TEXT BLOCK:

-- Start --

And this is why Courier is super powerful because we just take all of that stuff that people would normally have to write and test and troubleshoot. And we just do all of that for you. And the way that you set that up on the IOS side is super simple.

Shreya:

Really quickly, before you set that up, what like what type of issues can you run into if you have tokens that expire and you don't aren't able to kind of fix that quickly?

Mike:

So if you have an expired token and you're trying to send a message to that not only with your users, not receive the message, that's probably the biggest thing. But you have tokens that you don't need anymore in your backend and you have to associate them with like a state. Like, is this expired, is this valid? And it's really just maintaining a list of all of these tokens in a database and it's just more overhead that engineers have to keep in mind if they're building systems like this from scratch.

But Courier is here to help.

Shreya:

Yeah.

Mike:

So what we're going to do now is we're going to change Flutter app delegate here to Courier. Flutter Delegate. And we're going to add this import right here suite and that's it. Now, we don't have to ever manage the Apple push notification tokens on our IOS side. There's a couple of things we'll have to do on the flutter side, but get to those on the firebase side.

We'll get to those in a little bit. And next, we need to enable push notifications for our iOS project. And to do this, I just go back to the run our target signing capability, click on capability, and it's like push notifications. Sweet. And I'm actually going to change my team over here to our Courier team, and I'm just going to change this out to use a Courier suite.

So that's good to go there. At this point you could send with it with a couple more lines of code. You could test this out. We're going to follow a few more steps just to make sure that we have everything addressed here. But at that point, push notifications are ready to go in your iOS project. So the next thing here is we're going to add a notification service extension.

So what this does is it allows the Courier mobile SDK to detect when a push notification is delivered, when your user's app is completely killed and not running at all. And that way you can track the delivery status of notifications regardless of the state your user's app is in. And we've made this super easy to set up.

So again, there's a video here if you'd like to follow that, but we're going to do this all right here. So I'm going to click on the zip link here. That gives me a zip. I'm going to unzip that and bring this over to my desktop. Then I'm going to right click open this in a new terminal, and we're going to type sh make_template.sh, and we see a cute little bird here, our pigeon.

Shreya:

That is s o freaking adorable adorable. Sorry, I know I stop you here every single time, but that picture just makes me so happy, but also kind of kind of scary that massive AI is kind of staring deeply into your soul. But I guess.

Mike:

Yeah. Yeah.

-- End --

SHORT TASK A: Write out the records between the line holding "target: wheel rim" and the line holding "[[[107,114],[111,116],[113,113],[113,106],[112,102],[107,103]]]", inclusive. Give only those lines.

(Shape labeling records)
-- Start --

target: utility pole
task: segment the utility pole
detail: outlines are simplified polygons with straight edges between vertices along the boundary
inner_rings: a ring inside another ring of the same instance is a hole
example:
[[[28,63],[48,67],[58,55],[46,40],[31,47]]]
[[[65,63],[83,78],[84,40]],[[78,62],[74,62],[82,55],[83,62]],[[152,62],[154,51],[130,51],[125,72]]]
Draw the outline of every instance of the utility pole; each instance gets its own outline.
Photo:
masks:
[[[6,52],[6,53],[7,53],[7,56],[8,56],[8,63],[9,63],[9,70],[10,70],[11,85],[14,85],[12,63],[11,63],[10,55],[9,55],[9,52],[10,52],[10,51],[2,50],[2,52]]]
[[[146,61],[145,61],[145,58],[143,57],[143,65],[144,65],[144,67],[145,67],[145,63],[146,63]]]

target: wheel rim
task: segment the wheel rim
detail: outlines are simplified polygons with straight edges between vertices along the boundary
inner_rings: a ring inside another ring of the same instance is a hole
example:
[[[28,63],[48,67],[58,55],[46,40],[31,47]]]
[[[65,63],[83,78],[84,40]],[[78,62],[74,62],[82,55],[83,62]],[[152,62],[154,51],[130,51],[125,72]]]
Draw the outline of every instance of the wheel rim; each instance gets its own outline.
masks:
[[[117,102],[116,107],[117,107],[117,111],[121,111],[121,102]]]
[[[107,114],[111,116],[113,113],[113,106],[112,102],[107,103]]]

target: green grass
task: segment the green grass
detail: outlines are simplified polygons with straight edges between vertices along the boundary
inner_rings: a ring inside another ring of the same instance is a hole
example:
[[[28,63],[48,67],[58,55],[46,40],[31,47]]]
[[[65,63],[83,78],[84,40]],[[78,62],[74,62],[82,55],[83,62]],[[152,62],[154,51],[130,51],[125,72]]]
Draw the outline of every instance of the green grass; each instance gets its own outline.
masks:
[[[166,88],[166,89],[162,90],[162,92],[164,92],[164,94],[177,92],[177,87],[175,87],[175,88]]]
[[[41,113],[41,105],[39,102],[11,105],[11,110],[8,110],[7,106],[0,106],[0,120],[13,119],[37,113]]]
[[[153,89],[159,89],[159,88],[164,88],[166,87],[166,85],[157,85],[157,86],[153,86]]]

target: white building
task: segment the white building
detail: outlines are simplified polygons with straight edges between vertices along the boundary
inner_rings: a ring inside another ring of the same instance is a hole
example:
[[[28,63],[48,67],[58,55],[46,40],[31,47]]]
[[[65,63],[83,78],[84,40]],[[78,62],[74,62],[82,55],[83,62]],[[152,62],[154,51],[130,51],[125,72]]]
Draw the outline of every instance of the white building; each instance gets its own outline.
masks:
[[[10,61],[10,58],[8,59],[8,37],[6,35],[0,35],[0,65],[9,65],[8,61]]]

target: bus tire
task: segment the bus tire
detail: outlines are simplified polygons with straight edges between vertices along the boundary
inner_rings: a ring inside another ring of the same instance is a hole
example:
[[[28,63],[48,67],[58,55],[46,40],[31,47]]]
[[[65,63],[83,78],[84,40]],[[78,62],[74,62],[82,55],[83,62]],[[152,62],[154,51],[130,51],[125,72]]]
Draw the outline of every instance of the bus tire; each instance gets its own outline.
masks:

-- End --

SHORT TASK B:
Answer these questions using the transcript about setting up push notifications with Courier.
(i) What does the notification service extension allow the Courier mobile SDK to detect?
(ii) What command is typed in the new terminal after the zip is unzipped?
(iii) What kind of bird appears after that command is run?

EXERCISE RESULT A:
target: wheel rim
task: segment the wheel rim
detail: outlines are simplified polygons with straight edges between vertices along the boundary
inner_rings: a ring inside another ring of the same instance is a hole
example:
[[[28,63],[48,67],[58,55],[46,40],[31,47]]]
[[[65,63],[83,78],[84,40]],[[78,62],[74,62],[82,55],[83,62]],[[152,62],[154,51],[130,51],[125,72]]]
Draw the outline of every instance of the wheel rim; each instance gets its own outline.
masks:
[[[117,102],[116,107],[117,107],[117,111],[121,111],[121,102]]]
[[[107,114],[111,116],[113,113],[113,106],[112,102],[107,103]]]

EXERCISE RESULT B:
(i) It detects when a push notification is delivered while the user's app is completely killed and not running at all.
(ii) sh make_template.sh
(iii) A pigeon.